*** Opening Records for processing ***

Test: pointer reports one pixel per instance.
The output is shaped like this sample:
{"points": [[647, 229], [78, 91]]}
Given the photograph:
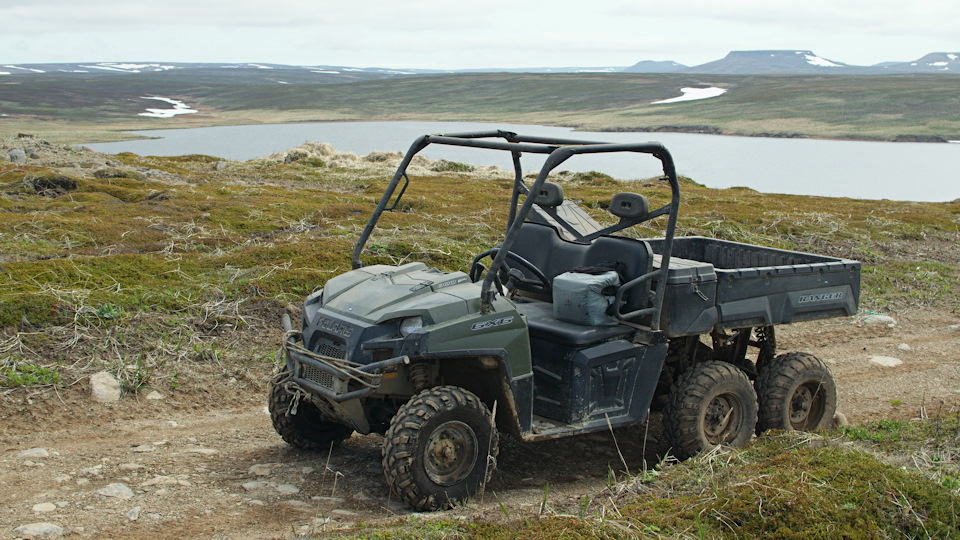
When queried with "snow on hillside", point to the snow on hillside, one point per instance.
{"points": [[691, 94]]}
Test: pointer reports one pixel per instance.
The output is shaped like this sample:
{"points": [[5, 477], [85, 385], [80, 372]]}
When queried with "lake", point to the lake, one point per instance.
{"points": [[863, 170]]}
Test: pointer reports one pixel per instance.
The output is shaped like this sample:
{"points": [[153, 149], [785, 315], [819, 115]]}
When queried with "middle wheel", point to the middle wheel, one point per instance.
{"points": [[710, 405], [440, 449]]}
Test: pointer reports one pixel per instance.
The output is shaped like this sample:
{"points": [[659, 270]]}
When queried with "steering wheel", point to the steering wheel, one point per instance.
{"points": [[512, 277]]}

*** Closing Records for processing ***

Problem details:
Produce a word-for-word version of the material, with no pictures included.

Result of the exercise:
Test: pointer reports one pixel per instance.
The output is shaped like this sample:
{"points": [[647, 229], [78, 91]]}
Given the photograph:
When queried with "snow on hillside", point to the snow on hillside, one point per instance.
{"points": [[691, 94]]}
Test: pointer reports one pixel per instance.
The output is shaped like this sample:
{"points": [[5, 477], [85, 385], [80, 372]]}
When queried with "lake", point to the lake, one point per instance.
{"points": [[863, 170]]}
Test: pointer reports one pixel per instance.
The output is shaped like this sample:
{"points": [[153, 149], [785, 315], [819, 115]]}
When queried with "middle wheel", point to the middle wheel, one point per instance.
{"points": [[710, 405], [440, 449]]}
Test: pointer reports one pixel per instance.
The output is shaped like this sample:
{"points": [[659, 270]]}
When queried with "steering wheel", point to the steering wheel, one point per instance.
{"points": [[512, 277]]}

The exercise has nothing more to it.